# Natural language region descriptions:
────────────────

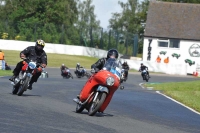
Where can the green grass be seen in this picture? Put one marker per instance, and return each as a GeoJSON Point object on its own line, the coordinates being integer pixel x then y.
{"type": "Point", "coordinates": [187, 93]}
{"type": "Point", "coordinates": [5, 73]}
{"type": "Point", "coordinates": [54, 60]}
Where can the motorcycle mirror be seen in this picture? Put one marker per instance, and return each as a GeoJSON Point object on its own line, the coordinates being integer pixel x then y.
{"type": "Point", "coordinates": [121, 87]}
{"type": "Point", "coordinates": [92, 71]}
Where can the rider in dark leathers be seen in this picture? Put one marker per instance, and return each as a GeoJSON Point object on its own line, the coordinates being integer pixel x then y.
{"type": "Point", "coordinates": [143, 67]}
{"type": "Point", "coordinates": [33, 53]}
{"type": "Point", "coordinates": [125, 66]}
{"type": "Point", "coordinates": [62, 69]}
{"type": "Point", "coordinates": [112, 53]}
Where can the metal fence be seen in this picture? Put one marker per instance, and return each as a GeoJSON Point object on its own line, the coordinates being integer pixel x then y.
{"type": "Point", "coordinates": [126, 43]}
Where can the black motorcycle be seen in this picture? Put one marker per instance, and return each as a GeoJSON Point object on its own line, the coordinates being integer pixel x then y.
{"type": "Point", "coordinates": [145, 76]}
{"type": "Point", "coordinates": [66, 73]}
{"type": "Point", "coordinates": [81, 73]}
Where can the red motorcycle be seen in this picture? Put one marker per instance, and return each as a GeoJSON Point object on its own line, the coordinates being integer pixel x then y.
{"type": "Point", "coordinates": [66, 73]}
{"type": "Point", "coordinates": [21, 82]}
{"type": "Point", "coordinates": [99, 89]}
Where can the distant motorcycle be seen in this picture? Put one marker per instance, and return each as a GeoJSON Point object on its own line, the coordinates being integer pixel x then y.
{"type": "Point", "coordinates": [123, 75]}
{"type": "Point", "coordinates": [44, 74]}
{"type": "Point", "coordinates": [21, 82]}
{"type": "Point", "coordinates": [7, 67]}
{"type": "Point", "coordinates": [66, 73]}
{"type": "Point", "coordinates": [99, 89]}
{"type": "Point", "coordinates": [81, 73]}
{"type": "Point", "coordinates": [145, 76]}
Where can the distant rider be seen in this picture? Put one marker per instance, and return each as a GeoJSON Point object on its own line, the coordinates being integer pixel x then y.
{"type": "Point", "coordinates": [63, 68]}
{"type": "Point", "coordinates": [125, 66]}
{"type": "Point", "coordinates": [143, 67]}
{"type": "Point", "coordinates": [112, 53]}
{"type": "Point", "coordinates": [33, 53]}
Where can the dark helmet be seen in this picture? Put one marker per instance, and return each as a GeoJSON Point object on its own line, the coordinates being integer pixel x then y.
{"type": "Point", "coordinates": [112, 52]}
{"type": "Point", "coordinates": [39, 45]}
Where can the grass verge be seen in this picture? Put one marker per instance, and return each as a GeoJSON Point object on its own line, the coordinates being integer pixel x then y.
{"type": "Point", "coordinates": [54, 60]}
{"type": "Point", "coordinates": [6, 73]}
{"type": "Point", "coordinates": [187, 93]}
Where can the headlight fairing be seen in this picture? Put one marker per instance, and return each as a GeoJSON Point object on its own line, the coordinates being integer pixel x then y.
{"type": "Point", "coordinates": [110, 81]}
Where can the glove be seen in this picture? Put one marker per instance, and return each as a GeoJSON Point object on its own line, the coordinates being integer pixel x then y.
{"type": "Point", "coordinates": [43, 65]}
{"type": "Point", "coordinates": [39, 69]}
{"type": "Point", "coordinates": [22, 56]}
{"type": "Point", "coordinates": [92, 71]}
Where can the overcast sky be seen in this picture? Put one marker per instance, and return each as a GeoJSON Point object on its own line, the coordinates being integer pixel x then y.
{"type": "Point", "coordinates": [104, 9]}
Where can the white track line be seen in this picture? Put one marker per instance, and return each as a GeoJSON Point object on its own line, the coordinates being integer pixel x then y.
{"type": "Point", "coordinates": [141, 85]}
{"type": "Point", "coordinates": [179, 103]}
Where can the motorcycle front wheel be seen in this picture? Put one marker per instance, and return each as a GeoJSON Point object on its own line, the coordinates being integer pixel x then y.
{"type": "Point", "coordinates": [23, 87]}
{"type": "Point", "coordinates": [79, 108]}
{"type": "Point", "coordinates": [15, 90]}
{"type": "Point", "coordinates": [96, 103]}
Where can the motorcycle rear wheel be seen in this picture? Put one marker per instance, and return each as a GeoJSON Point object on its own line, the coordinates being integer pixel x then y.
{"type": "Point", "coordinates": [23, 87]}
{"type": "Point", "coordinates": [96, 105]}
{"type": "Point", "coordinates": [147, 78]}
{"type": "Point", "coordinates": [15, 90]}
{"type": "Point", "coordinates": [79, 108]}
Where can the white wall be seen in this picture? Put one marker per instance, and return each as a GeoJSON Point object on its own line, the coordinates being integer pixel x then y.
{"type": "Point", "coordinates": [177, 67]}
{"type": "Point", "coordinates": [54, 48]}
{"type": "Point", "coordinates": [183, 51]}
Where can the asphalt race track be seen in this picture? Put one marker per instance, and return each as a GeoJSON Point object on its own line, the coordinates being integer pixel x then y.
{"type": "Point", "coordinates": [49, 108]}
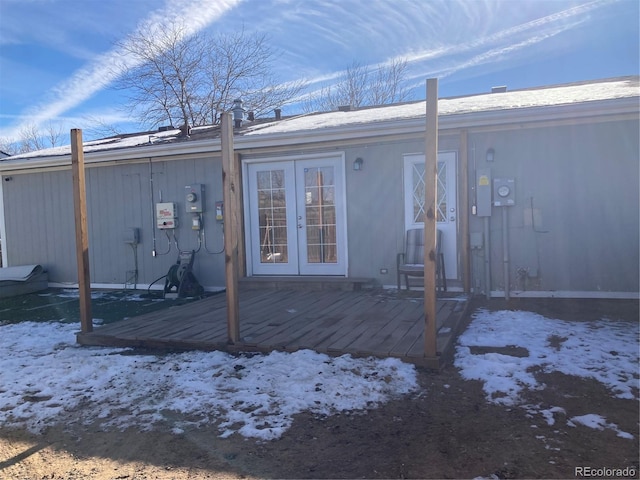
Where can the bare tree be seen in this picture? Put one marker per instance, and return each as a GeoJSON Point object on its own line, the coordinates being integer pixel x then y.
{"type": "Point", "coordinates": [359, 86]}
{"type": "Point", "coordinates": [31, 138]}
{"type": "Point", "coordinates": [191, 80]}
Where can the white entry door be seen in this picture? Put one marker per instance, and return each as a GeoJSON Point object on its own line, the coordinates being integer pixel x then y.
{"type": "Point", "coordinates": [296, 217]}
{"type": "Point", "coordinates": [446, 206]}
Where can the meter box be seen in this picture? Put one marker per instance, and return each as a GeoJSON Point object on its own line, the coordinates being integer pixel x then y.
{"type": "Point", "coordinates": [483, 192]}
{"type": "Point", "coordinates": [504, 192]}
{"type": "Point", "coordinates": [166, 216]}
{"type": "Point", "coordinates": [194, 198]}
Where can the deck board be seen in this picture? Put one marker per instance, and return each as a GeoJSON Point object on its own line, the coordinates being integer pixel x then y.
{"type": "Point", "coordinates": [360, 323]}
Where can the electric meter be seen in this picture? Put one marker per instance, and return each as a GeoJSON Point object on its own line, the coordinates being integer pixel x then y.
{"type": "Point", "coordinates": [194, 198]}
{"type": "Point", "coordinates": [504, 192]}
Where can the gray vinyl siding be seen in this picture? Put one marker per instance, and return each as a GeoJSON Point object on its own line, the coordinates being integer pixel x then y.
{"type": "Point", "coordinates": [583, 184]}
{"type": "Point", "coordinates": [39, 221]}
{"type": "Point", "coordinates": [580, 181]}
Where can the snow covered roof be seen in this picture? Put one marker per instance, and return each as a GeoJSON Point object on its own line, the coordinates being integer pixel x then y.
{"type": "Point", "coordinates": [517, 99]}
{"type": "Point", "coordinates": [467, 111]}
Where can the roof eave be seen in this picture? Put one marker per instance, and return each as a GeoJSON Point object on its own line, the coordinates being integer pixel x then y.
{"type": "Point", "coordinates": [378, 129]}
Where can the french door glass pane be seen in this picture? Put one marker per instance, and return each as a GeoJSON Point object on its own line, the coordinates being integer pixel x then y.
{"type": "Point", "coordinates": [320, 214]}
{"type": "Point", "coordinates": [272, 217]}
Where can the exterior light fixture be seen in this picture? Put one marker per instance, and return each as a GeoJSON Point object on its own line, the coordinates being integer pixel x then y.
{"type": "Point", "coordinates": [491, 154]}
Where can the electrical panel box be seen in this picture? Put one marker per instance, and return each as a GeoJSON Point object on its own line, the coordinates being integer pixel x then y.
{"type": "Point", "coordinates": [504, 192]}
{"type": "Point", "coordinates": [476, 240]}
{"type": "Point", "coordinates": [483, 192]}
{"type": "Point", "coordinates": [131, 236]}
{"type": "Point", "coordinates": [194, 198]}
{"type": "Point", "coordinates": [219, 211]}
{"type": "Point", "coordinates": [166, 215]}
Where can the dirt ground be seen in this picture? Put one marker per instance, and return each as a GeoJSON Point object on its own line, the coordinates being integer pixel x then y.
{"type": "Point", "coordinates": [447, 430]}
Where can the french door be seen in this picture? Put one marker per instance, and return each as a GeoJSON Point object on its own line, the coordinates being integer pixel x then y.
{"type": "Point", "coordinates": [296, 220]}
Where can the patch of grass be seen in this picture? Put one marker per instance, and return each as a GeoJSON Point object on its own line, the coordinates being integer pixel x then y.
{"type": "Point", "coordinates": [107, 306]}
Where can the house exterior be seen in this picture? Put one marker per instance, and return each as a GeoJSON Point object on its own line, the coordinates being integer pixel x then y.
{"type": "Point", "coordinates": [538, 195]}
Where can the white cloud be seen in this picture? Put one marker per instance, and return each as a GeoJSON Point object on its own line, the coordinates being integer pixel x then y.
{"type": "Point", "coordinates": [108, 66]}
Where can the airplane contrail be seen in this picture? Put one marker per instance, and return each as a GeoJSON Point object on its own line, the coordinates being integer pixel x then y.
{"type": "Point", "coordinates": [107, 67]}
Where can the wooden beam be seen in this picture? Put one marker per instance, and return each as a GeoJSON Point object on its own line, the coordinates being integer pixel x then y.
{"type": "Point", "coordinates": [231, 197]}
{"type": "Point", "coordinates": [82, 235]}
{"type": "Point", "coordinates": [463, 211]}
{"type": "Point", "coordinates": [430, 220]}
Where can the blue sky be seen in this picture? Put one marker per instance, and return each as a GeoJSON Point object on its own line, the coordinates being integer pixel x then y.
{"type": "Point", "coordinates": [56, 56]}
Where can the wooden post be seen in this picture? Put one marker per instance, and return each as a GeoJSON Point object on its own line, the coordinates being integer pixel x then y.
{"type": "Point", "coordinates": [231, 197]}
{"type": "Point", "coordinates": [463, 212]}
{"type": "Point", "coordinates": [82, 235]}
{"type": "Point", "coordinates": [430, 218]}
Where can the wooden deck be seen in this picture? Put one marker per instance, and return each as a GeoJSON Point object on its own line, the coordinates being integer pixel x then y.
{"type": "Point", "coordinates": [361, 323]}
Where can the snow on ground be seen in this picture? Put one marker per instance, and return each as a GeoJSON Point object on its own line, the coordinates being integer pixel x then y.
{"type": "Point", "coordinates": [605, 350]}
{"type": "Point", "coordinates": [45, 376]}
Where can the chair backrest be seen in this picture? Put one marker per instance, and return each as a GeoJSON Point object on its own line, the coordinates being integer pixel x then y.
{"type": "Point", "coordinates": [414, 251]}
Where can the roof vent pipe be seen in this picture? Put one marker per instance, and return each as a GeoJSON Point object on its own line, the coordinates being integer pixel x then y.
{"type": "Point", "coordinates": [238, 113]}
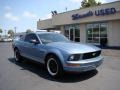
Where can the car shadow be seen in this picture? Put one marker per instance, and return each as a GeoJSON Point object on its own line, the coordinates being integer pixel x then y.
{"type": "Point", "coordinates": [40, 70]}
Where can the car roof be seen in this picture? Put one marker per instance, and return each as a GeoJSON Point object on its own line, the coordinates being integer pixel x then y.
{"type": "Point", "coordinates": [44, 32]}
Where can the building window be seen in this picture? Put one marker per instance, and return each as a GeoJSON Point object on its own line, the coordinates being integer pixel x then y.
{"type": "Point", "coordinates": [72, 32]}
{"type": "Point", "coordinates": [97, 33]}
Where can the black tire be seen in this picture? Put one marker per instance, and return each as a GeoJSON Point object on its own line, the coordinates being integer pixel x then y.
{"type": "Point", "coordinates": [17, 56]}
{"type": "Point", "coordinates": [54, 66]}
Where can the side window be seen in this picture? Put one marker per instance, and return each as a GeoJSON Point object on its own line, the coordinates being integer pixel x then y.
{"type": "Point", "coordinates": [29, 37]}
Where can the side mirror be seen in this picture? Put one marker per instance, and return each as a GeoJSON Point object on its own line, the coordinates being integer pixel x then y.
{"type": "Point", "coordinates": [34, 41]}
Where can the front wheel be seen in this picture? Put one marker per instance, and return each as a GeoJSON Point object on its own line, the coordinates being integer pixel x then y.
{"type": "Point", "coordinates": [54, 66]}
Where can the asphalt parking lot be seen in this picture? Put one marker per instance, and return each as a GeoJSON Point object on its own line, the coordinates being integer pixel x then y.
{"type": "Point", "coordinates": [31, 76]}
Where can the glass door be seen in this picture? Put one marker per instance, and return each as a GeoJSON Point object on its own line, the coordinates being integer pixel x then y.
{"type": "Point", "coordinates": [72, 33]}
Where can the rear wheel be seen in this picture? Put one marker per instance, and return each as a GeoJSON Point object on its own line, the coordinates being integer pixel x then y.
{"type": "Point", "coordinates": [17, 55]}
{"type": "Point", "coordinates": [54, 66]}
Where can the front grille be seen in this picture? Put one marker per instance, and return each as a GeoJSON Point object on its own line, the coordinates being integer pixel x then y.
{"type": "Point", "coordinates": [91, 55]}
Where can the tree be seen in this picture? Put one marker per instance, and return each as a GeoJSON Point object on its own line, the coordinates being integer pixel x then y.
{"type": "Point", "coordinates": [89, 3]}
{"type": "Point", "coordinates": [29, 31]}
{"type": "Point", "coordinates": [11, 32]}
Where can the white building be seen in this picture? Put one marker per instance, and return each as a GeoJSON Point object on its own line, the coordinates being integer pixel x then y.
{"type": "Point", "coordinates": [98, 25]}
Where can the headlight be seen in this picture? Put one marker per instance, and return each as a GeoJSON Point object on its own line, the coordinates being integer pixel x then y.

────────────────

# Task brief:
Lines from the one that contains "Where can the white building" through the final line of the entries must be duplicated exactly, and no other lines.

# Task solution:
Where can the white building be seen in this picture? Put one marker per instance, and return each as a GeoJSON Point object on its own line, the coordinates being integer pixel x then y.
{"type": "Point", "coordinates": [98, 25]}
Where can the headlight be seen in this picture? Put one marker per instance, and return each as a GeoJSON Point object on its own line, the coordinates being integer pixel x then y.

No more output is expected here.